• **Set exercise A**: In the overview of reinforcement learning and combinatorial optimization below, rewrite the paragraph beginning "I am currently involved in a team effort" as a short bulleted list that keeps its main facts.
• **Set exercise B**: Resume the overview of reinforcement learning and combinatorial optimization below, picking up after its last line.

• **Extract**:

Reinforcement learning is a paradigm in machine learning where an agent learns an algorithm to make good decisions that are not known beforehand (unlike supervised learning, where the expected result of the model are known in advance, or unsupervised learning, where no decisions are made). Combinatorial optimisation achieves the same goal of making good decisions while relying on human experience to derive a mathematical model or to design heuristics.
I am currently involved in a team effort to bring these two worlds together. Each of them has its own drawbacks and advantages: combinatorial optimisation algorithms can make good decision in large dimension (but the computation times can grow impractical) while reinforcement learning cannot natively deal with the huge dimensionality of combinatorial sets; reinforcement learning cannot enforce constraints in the same way combinatorial optimisation models can; heuristics for combinatorial optimisations are designed by humans whereas reinforcement learning learns better policies over time.
The application domain is middle-mile logistics, a very hard combinatorial problem. Middle mile logistics is concerned by the transportation of goods between warehouses, sitting between the first and last miles of the supply chain. The major constraint is timing (goods must be present at the destination hub at the right time for the next step of the supply chain). While first and last miles assign one shipment to a single vehicle and its route through customers, middle mile is about finding a path for one shipment through several vehicles along predefined routes. We tried approaching the problem as a whole (finding a good path for each shipment through the entire graph) – as presented at a NeurIPS workshop and at the EURO conference – or decomposing it and solving the individual components using reinforcement learning (finding feasible paths in a time-expanded graph and covering the shipments with paths). I also presented a summary of published and unpublished results at a CNRS and Google joint event.
Along the way, we also developed an instance generator for middle-mile logistics: MilleMiglia. This generator can create new random instances with any level of hardness; it does so while defining an exchangeable data format to compare solvers easily (in the same way routing problems has formats such as TSPLIB, CARP, NEARP, or LiLim). This work has been presented at the EURO conference.
List of publications:
Applications of Reinforcement Learning to Combinatorial Optimization. Thibaut Cuvelier, Bruno De Backer, Onno Eberhard, Aymane Lotfi. CNRS + Google, May 2024. PDF.
A Novel Instance Generator for Simulating Middle-Mile Logistics Networks. Aymane Lotfi, Petris Matteo, Thibaut Cuvelier, Bruno De Backer, Claudia Archetti. 33rd European Conference on Operational Research. HAL (PDF).

• **Supplied material**:
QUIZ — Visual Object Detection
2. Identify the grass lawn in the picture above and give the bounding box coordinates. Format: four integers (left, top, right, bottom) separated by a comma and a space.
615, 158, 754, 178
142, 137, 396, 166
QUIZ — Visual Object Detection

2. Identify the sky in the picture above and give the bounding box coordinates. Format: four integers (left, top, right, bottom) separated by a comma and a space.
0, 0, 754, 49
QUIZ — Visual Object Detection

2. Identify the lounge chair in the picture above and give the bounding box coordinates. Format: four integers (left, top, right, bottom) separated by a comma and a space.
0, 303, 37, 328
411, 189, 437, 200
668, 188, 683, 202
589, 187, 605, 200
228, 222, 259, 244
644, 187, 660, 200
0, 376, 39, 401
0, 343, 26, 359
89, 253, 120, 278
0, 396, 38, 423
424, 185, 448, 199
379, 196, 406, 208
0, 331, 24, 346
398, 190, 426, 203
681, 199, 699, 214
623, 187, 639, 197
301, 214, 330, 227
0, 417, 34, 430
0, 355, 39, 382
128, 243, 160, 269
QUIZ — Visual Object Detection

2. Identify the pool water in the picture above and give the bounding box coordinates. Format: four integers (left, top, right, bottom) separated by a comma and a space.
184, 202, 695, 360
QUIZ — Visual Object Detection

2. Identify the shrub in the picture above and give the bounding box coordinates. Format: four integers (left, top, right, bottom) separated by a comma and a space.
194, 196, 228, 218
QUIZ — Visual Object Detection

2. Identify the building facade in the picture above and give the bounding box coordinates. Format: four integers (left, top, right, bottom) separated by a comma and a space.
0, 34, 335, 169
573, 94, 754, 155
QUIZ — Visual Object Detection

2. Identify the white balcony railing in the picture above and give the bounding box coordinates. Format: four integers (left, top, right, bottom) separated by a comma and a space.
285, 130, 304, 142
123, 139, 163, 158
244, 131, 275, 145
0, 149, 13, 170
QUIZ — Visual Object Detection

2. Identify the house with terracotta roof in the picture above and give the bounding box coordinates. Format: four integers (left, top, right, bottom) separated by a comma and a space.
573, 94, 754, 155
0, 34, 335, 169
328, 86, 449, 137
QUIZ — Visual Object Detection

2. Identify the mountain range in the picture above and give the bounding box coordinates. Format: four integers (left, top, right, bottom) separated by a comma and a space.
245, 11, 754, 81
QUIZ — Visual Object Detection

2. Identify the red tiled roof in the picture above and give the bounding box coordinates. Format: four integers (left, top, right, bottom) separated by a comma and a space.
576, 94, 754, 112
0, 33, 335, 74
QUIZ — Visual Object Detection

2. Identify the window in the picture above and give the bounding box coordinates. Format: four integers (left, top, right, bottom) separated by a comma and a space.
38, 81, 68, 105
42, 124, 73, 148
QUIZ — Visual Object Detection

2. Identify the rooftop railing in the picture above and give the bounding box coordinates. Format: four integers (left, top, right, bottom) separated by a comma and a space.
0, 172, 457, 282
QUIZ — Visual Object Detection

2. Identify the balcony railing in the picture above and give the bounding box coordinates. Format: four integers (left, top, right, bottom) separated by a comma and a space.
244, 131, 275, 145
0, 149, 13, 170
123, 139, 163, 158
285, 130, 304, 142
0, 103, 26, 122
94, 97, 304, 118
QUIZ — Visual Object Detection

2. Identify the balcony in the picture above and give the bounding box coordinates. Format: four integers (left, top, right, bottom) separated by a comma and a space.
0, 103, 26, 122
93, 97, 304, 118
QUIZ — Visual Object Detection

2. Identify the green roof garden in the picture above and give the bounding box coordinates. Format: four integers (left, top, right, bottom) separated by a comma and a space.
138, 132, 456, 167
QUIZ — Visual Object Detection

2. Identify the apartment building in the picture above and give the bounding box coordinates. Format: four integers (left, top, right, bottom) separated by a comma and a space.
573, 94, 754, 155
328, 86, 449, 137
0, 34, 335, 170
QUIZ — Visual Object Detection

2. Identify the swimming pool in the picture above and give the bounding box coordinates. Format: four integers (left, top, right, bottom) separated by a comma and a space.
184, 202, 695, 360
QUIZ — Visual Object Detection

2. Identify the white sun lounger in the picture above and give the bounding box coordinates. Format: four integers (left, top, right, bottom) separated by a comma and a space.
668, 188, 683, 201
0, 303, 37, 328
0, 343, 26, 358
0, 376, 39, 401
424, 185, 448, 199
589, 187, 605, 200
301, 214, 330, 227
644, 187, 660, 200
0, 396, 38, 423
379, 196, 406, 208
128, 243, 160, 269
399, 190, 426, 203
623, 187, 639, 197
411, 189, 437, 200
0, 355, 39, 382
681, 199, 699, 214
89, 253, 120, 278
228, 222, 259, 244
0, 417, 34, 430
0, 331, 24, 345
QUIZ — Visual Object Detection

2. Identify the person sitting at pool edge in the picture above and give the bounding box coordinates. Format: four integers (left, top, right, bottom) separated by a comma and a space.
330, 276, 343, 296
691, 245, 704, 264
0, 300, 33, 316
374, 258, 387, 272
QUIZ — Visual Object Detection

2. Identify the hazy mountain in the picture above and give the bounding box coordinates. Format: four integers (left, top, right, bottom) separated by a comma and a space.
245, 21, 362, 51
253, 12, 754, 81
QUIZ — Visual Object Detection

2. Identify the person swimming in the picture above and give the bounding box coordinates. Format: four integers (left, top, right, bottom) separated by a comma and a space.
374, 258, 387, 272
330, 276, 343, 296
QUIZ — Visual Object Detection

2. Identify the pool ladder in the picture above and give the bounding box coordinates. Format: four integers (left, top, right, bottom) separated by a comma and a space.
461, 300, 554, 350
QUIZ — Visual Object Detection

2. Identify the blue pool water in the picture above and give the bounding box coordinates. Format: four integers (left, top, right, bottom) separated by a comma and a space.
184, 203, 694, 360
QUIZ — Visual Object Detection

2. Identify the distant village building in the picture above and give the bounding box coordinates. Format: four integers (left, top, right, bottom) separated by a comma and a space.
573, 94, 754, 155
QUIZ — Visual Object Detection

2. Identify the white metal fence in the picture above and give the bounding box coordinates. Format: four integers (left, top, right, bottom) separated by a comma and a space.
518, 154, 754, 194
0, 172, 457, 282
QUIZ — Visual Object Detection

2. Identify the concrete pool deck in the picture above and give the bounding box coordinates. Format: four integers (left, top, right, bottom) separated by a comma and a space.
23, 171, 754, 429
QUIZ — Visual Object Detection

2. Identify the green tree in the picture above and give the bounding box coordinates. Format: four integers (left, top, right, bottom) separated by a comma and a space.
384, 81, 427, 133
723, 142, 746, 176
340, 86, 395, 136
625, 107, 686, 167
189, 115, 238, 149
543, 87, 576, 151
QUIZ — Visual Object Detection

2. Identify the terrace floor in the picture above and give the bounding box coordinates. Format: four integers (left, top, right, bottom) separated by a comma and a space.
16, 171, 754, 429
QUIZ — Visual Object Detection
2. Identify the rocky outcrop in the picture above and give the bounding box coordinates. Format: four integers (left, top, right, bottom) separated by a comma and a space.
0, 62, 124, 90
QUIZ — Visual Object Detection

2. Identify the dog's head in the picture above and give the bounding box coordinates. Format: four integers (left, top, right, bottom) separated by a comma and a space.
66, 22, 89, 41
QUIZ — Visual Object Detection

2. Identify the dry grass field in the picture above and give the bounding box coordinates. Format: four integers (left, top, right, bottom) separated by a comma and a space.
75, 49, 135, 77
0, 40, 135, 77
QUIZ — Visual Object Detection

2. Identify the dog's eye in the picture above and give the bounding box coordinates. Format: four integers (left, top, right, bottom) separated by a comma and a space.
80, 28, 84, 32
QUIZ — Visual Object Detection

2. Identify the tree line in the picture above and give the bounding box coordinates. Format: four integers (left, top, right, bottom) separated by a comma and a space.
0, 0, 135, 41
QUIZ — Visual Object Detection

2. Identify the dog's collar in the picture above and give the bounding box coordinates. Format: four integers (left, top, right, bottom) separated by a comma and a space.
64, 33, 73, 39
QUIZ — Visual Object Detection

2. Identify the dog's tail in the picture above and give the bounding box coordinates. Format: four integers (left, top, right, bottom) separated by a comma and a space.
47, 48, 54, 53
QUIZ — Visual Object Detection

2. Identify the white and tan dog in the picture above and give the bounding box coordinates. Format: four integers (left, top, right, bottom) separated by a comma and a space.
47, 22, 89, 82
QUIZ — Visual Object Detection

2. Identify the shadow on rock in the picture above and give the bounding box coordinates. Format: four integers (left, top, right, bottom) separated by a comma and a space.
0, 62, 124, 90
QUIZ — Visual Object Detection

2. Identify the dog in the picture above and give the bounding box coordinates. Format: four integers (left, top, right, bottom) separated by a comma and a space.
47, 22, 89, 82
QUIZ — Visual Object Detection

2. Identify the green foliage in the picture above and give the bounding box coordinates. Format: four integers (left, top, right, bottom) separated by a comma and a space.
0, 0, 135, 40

• **Exercise answer A**:
- I am part of a team effort to combine reinforcement learning and combinatorial optimization, each of which has its own advantages and drawbacks.
- Combinatorial optimization algorithms can make good decisions in large dimensions, but computation times can become impractical.
- Reinforcement learning cannot natively handle the huge dimensionality of combinatorial sets.
- Combinatorial optimization models can enforce constraints in a way reinforcement learning cannot.
- Heuristics for combinatorial optimization are designed by humans, whereas reinforcement learning learns better policies over time.

• **Exercise answer B**:
A Tale of Middle-Mile Logistics, Graph Neural Networks, and Reinforcement Learning. Onno Eberhard, Thibaut Cuvelier, Bruno De Backer. 33rd European Conference on Operational Research. HAL (PDF).
Middle-Mile Logistics Through the Lens of Goal-Conditioned Reinforcement Learning. Onno Eberhard, Thibaut Cuvelier, Michal Valko, Bruno De Backer. NeurIPS 2023 Workshop on Goal-Conditioned Reinforcement Learning, November 2023. HAL (PDF).
Machine-learning algorithms are often based on optimisation techniques, but do not always take the most of them. For instance, in reinforcement learning, the combinatorial-bandit paradigm corresponds to situations where the agent makes decision that are chosen in a combinatorial space (a router decides for the path of an incoming packet, a website decides which ads should be shown, etc.). These decisions have a very specific structure, as they are made of many individual components (for instance, a path is a sequence of edges: the cost of the path is obtained as the sum of the cost of each edge). This field generalises online combinatorial optimisation.
Most algorithms for combinatorial bandits use mathematical-optimisation tools in some way. However, current algorithms either have an excellent operational performance (but taking a decision takes a very long time: these algorithms include ESCB and OSSB) or have great computational properties (but the solutions they take can be arbitrarily worse than those played by the first algorithms, like Thompson sampling or CUCB). More precisely, the first kind of algorithm typically has an exponential computational complexity (with respect to the dimension of the problem, i.e. the number of components of a solution).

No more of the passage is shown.